# Sentiment Analysis

Essentially, sentiment analysis or sentiment classification fall into the broad category of text classification tasks where you are supplied with a phrase, or a list of phrases and your classifier is supposed to tell if the sentiment behind that is positive, negative or neutral. Sometimes, the third attribute is not taken to keep it a binary classification problem. In recent tasks, sentiments like "somewhat positive" and "somewhat negative" are also being considered.

~ From: https://www.datacamp.com/tutorial/simplifying-sentiment-analysis-python

## Import Libraries

In [2]:
import numpy as np
import pandas as pd
import matplotlib.pyplot as plt
import seaborn as sns

%matplotlib inline

import nltk
import random
import string
lemmatize=nltk.WordNetLemmatizer()
from nltk.corpus import stopwords
from sklearn.feature_extraction.text import CountVectorizer
from sklearn.feature_extraction.text import TfidfTransformer

from sklearn.pipeline import Pipeline
from sklearn.naive_bayes import MultinomialNB
from sklearn.metrics import classification_report

## Get Data

In [11]:
headers = ["tweetId", "entity", "sentiment", "content"]
data = pd.read_csv('twitter_training.csv', names = headers)
data.head()

Unnamed: 0,tweetId,entity,sentiment,content
0,2401,Borderlands,Positive,im getting on borderlands and i will murder yo...
1,2401,Borderlands,Positive,I am coming to the borders and I will kill you...
2,2401,Borderlands,Positive,im getting on borderlands and i will kill you ...

Extracted material

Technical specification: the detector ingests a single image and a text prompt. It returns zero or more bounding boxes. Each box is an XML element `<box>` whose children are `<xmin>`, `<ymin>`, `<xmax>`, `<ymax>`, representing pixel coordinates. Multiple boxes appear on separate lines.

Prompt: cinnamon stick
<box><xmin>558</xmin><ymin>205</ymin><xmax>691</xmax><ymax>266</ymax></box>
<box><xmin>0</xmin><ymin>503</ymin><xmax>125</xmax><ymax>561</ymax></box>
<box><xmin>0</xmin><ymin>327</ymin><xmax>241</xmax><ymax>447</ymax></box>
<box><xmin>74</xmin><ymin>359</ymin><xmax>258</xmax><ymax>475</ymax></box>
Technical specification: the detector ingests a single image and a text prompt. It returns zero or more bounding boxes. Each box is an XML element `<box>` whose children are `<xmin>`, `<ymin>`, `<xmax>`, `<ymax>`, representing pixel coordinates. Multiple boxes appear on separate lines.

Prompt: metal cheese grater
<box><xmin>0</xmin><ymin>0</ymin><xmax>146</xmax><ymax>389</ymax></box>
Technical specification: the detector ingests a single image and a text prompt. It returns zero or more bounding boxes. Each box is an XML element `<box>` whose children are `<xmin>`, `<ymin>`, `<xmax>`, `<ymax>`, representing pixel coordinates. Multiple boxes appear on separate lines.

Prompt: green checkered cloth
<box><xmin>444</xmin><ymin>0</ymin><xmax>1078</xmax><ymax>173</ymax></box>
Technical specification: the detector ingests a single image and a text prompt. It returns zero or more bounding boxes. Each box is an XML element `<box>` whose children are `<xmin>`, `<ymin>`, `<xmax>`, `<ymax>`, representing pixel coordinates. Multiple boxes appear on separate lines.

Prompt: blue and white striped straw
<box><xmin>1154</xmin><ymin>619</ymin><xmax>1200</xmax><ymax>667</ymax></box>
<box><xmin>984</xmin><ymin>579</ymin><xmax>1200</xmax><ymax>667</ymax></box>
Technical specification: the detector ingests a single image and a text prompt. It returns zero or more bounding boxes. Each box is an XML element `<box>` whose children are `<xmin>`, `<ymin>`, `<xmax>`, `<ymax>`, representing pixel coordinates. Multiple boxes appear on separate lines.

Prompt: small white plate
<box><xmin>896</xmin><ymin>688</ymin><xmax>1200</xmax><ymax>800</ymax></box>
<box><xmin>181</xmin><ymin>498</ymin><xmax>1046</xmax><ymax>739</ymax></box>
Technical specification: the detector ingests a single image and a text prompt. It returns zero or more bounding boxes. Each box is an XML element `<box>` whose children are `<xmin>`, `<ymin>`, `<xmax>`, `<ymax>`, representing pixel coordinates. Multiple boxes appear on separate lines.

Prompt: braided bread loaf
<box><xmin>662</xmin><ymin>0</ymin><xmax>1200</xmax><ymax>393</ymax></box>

What is asked
**A)** Answer these questions from the sentiment analysis page:
(i) Which three sentiments is the classifier supposed to tell apart?
(ii) What is the name of the CSV file that the data is read from?
(iii) Which classifier is imported from sklearn.naive_bayes?
**B)** How many lines of the records contain the word "white"? Case counts. Give only the number.
The sentiment analysis page and the records have nothing to do with each other.

Full answers
**A)**
(i) Positive, negative and neutral.
(ii) twitter_training.csv
(iii) MultinomialNB

**B)** 2